> [Exercise directions]:
Make an exact copy of the entries below.

···

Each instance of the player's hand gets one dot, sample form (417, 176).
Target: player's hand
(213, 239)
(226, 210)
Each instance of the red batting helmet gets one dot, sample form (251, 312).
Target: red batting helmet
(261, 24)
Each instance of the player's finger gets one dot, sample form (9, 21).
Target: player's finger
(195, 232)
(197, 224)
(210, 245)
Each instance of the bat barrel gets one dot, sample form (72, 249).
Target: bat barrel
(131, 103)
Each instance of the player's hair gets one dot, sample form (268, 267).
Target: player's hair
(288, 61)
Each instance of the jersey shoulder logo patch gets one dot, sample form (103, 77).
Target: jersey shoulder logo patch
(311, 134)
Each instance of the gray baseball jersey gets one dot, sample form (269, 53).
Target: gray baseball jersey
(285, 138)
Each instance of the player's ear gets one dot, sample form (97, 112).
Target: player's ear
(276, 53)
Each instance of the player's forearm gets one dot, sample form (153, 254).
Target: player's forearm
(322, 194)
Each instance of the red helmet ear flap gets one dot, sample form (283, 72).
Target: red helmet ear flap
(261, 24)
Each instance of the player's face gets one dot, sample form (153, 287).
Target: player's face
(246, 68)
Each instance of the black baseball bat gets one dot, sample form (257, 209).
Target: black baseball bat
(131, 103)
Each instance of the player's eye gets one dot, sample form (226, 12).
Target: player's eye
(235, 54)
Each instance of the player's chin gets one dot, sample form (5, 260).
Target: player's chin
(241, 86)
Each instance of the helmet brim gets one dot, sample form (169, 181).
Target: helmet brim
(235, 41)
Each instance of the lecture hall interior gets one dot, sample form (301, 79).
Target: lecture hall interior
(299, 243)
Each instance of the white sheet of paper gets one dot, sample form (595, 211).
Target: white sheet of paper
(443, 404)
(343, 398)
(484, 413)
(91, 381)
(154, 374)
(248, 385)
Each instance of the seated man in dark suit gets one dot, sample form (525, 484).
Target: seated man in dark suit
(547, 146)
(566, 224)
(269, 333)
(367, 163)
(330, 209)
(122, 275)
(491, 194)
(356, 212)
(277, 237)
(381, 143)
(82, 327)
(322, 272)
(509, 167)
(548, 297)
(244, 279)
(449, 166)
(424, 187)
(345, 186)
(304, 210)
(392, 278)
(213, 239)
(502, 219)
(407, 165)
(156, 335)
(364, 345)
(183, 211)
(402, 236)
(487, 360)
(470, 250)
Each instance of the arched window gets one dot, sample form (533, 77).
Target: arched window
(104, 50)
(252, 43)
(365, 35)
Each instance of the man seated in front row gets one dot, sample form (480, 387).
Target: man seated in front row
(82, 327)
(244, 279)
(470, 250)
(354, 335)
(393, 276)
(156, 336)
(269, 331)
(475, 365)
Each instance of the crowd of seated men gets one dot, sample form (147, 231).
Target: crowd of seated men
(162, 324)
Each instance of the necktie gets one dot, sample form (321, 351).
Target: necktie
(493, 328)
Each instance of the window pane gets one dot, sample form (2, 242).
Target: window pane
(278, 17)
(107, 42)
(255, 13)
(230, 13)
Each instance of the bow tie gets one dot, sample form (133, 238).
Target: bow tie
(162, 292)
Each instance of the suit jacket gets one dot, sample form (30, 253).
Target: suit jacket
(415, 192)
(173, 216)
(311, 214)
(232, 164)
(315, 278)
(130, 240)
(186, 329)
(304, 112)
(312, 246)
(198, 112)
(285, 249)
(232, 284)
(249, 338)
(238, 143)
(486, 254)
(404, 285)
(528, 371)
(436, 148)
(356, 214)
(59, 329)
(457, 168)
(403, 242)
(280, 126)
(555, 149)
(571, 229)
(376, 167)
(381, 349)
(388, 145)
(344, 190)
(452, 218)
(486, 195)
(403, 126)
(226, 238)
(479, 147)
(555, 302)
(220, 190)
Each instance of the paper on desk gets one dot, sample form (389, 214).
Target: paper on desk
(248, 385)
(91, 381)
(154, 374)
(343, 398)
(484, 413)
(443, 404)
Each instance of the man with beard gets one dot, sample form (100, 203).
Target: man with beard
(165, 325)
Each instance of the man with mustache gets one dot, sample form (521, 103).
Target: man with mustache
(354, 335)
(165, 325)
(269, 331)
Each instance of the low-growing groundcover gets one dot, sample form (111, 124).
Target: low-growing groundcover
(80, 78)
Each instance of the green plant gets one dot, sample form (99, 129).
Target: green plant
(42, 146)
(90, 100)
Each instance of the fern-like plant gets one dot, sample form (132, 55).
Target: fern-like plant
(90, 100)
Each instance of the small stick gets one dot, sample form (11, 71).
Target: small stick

···

> [The answer]:
Each instance of the player's hand gets one dot, sample form (417, 176).
Target: player's hand
(213, 239)
(226, 210)
Each instance of the red batting helmet gets one dot, sample form (251, 312).
Target: red batting helmet
(261, 24)
Each instance of the player's finger gets one dot, sample form (9, 21).
Target: player's finger
(195, 232)
(197, 224)
(210, 245)
Each instance of the bat barrel gets one dot, sample form (72, 249).
Target: bat barrel
(131, 103)
Each instance of the player's hair gets one dot, sample form (268, 267).
Target: player's hair
(288, 61)
Each instance of the jersey shoulder logo patch gets one dot, sample form (103, 77).
Target: jersey shoulder logo patch
(311, 134)
Each instance of the gray baseball jersey gets one dot, sample form (269, 53).
Target: gray baseball jersey
(285, 138)
Each instance of the player's ear gets one dot, sample form (97, 112).
Target: player's ear
(276, 53)
Each instance of the player's forearm gets one dot, sample form (153, 254).
Target: player's forearm
(322, 194)
Each instance of the red helmet ear flap gets one dot, sample form (283, 72).
Target: red helmet ear flap
(261, 24)
Each instance of the player's face gets one dot, sample form (153, 287).
Target: player's face
(246, 68)
Each instance of the black baseball bat gets one dot, sample form (257, 209).
Target: black baseball bat
(131, 103)
Each instance of the player's eye gets one dot, sample form (226, 12).
Target: player's eye
(235, 54)
Each instance of the player's chin gets one dot, sample form (5, 260).
Target: player's chin
(241, 86)
Each instance of the helmet brim gets one dot, sample form (169, 181).
Target: helmet brim
(235, 41)
Each instance of the lecture hall interior gets one dot, sample form (301, 79).
Target: lecture hall interior
(299, 243)
Each instance of the white sheet of paper gets one dot, sample form (595, 211).
Target: white sheet of paper
(443, 404)
(343, 398)
(484, 413)
(91, 381)
(154, 374)
(248, 385)
Each instance of the seated man in dark suit gets one dot, sample form (525, 484).
Target: seated man in dark suit
(547, 146)
(566, 224)
(269, 333)
(367, 163)
(330, 209)
(122, 275)
(491, 194)
(356, 212)
(277, 237)
(381, 143)
(82, 327)
(322, 272)
(509, 167)
(548, 297)
(244, 279)
(449, 166)
(424, 187)
(345, 186)
(304, 210)
(392, 278)
(213, 239)
(502, 219)
(407, 165)
(156, 335)
(364, 345)
(183, 211)
(402, 236)
(487, 360)
(470, 250)
Each instance of the arched window gets one dot, sample form (533, 77).
Target: arched window
(104, 50)
(252, 43)
(365, 35)
Each instance of the man seated in front row gets one dot, sample form (480, 387).
Target: man seated in front row
(82, 327)
(244, 279)
(470, 250)
(354, 335)
(393, 276)
(156, 336)
(269, 331)
(475, 365)
Each instance of the crowd of seated men gets one dot, sample form (147, 231).
Target: crowd of seated men
(162, 324)
Each instance of the necktie gets one dot, sample form (321, 351).
Target: necktie
(493, 328)
Each instance of the window pane gets one dot, sample form (2, 242).
Target: window pane
(278, 17)
(107, 42)
(255, 13)
(230, 13)
Each instance of the bow tie gets one dot, sample form (133, 238).
Target: bow tie
(162, 292)
Each instance of the suit jacket gets one dot, sample form (30, 253).
Target: suit jacket
(415, 192)
(173, 216)
(311, 214)
(232, 164)
(315, 278)
(130, 240)
(186, 329)
(304, 112)
(312, 246)
(198, 112)
(285, 249)
(232, 284)
(249, 338)
(238, 143)
(486, 254)
(404, 285)
(528, 371)
(436, 148)
(356, 214)
(59, 329)
(457, 168)
(403, 242)
(280, 126)
(555, 149)
(571, 229)
(376, 167)
(381, 349)
(388, 145)
(344, 190)
(452, 218)
(486, 195)
(403, 126)
(226, 238)
(479, 147)
(555, 302)
(220, 190)
Each instance of the paper on desk gets one dot, sample form (389, 214).
Target: paper on desk
(248, 385)
(91, 381)
(154, 374)
(343, 398)
(484, 413)
(443, 404)
Each instance of the man with beard gets one dot, sample form (100, 203).
Target: man with beard
(165, 325)
Each instance of the man with mustache gets one dot, sample form (521, 103).
Target: man with mustache
(354, 335)
(165, 325)
(269, 331)
Each instance of the low-growing groundcover gets one dot, sample form (111, 124).
Target: low-growing groundcover
(80, 78)
Each instance of the green plant gets one dot, sample form (99, 129).
Target: green plant
(42, 146)
(90, 100)
Each instance of the fern-like plant gets one dot, sample form (132, 55).
Target: fern-like plant
(90, 100)
Each instance of the small stick gets one dot, sample form (11, 71).
Target: small stick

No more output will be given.